CHALLENGE:
Only the run of lines from the one containing "In this exercise you will indicate every instance of the sky" through the last line should be returned, exactly as written.

— START OF STORED DATA —

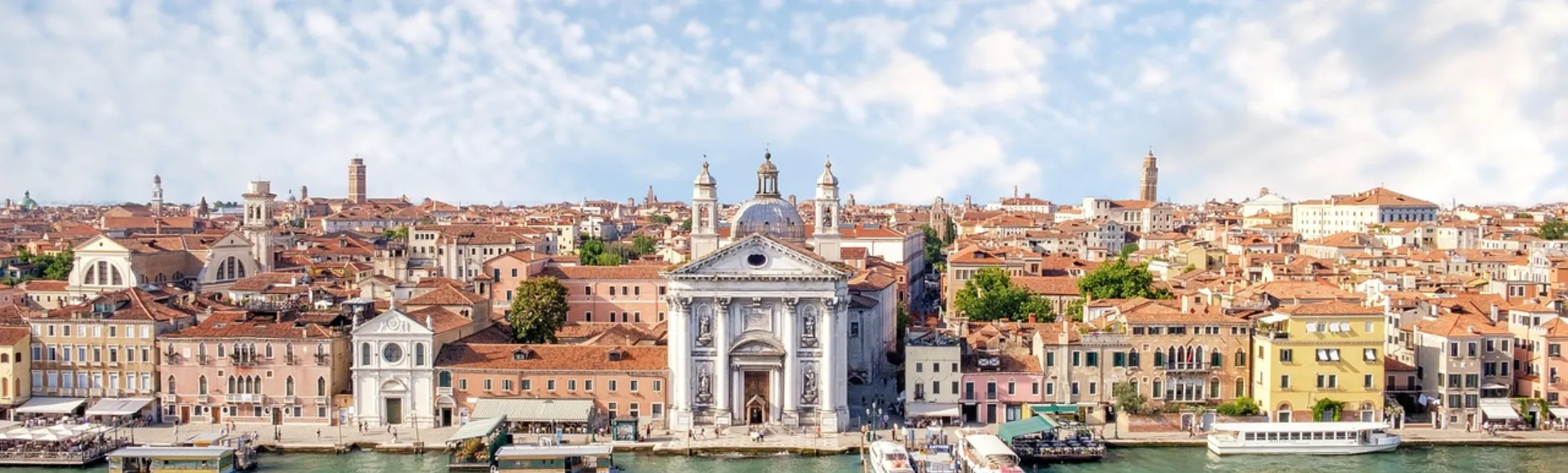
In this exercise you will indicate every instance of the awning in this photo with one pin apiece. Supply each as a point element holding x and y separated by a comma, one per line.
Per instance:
<point>1274,318</point>
<point>477,428</point>
<point>1045,409</point>
<point>116,406</point>
<point>563,411</point>
<point>1500,412</point>
<point>1024,427</point>
<point>934,409</point>
<point>51,406</point>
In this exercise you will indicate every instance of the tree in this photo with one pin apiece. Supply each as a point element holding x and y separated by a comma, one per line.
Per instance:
<point>991,295</point>
<point>1128,397</point>
<point>538,311</point>
<point>1242,406</point>
<point>1122,281</point>
<point>1553,229</point>
<point>934,246</point>
<point>645,245</point>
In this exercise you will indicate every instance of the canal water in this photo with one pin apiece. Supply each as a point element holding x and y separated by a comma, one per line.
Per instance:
<point>1437,459</point>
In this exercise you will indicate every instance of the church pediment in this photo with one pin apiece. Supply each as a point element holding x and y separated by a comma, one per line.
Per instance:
<point>393,323</point>
<point>758,256</point>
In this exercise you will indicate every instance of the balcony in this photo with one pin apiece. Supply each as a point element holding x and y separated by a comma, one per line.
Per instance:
<point>1186,367</point>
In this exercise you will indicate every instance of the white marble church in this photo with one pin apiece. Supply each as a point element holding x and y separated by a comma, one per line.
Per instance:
<point>758,321</point>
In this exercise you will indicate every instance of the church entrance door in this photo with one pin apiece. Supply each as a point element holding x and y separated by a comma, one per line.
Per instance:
<point>756,395</point>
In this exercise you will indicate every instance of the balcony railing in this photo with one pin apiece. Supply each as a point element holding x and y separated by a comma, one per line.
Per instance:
<point>1186,367</point>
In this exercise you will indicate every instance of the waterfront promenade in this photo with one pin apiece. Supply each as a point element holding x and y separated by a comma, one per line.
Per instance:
<point>736,440</point>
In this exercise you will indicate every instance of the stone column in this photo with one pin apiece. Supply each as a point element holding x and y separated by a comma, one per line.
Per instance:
<point>789,334</point>
<point>679,358</point>
<point>723,389</point>
<point>832,368</point>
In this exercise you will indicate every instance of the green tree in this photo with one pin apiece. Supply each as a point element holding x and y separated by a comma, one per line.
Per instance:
<point>1553,229</point>
<point>1242,406</point>
<point>1128,397</point>
<point>645,245</point>
<point>991,295</point>
<point>1122,281</point>
<point>538,311</point>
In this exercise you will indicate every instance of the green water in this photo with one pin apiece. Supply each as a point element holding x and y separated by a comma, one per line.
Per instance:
<point>1438,459</point>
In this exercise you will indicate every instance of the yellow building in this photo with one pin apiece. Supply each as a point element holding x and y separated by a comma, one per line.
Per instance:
<point>1310,353</point>
<point>14,367</point>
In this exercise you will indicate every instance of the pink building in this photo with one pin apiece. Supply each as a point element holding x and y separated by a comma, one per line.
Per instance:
<point>999,384</point>
<point>629,293</point>
<point>265,365</point>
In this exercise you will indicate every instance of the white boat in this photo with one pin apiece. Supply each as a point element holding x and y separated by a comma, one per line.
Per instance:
<point>889,458</point>
<point>1311,437</point>
<point>985,453</point>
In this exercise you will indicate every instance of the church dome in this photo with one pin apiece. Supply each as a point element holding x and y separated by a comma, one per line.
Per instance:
<point>770,217</point>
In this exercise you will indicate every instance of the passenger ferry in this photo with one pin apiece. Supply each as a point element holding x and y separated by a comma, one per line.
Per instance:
<point>889,458</point>
<point>1311,437</point>
<point>182,459</point>
<point>985,453</point>
<point>554,459</point>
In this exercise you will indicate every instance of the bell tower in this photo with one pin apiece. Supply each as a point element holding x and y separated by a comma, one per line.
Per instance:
<point>257,223</point>
<point>825,217</point>
<point>704,214</point>
<point>1150,184</point>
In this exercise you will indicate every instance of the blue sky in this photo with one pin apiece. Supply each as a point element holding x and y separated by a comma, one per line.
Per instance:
<point>912,99</point>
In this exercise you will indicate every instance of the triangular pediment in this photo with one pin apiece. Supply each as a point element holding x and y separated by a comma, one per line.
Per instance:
<point>393,323</point>
<point>759,256</point>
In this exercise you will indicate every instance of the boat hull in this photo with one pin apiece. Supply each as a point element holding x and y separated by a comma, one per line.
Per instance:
<point>1314,450</point>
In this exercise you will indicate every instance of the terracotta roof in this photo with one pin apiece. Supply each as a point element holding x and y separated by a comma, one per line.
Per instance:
<point>445,295</point>
<point>1331,308</point>
<point>602,273</point>
<point>551,358</point>
<point>234,325</point>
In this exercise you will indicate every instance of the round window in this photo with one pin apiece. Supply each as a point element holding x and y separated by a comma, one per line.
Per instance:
<point>393,353</point>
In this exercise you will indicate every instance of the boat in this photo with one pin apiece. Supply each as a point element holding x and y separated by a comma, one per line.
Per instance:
<point>981,452</point>
<point>1314,437</point>
<point>554,459</point>
<point>889,458</point>
<point>184,459</point>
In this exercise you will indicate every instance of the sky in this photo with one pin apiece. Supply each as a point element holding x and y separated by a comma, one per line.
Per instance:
<point>529,103</point>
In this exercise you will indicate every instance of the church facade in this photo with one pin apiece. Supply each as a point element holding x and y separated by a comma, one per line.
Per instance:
<point>758,323</point>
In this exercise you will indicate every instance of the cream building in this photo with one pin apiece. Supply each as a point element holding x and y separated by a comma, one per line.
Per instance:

— END OF STORED DATA —

EXERCISE RESPONSE:
In this exercise you will indicate every instance of the sky in this photo with one pin apiece. Supply each as a point element holding x and y separated by a comma, one per line.
Per instance:
<point>529,103</point>
In this exercise you will indicate every instance of the church facade in this photo with one pin apiece. Supply each as a point element holding x and y separated by a comma, one per line.
Per instance:
<point>758,323</point>
In this exercise you will indicate every instance of the cream building in this photo with one pin apiece. Supply each as a point element holding x and y separated by a comma, one per line.
Per instance:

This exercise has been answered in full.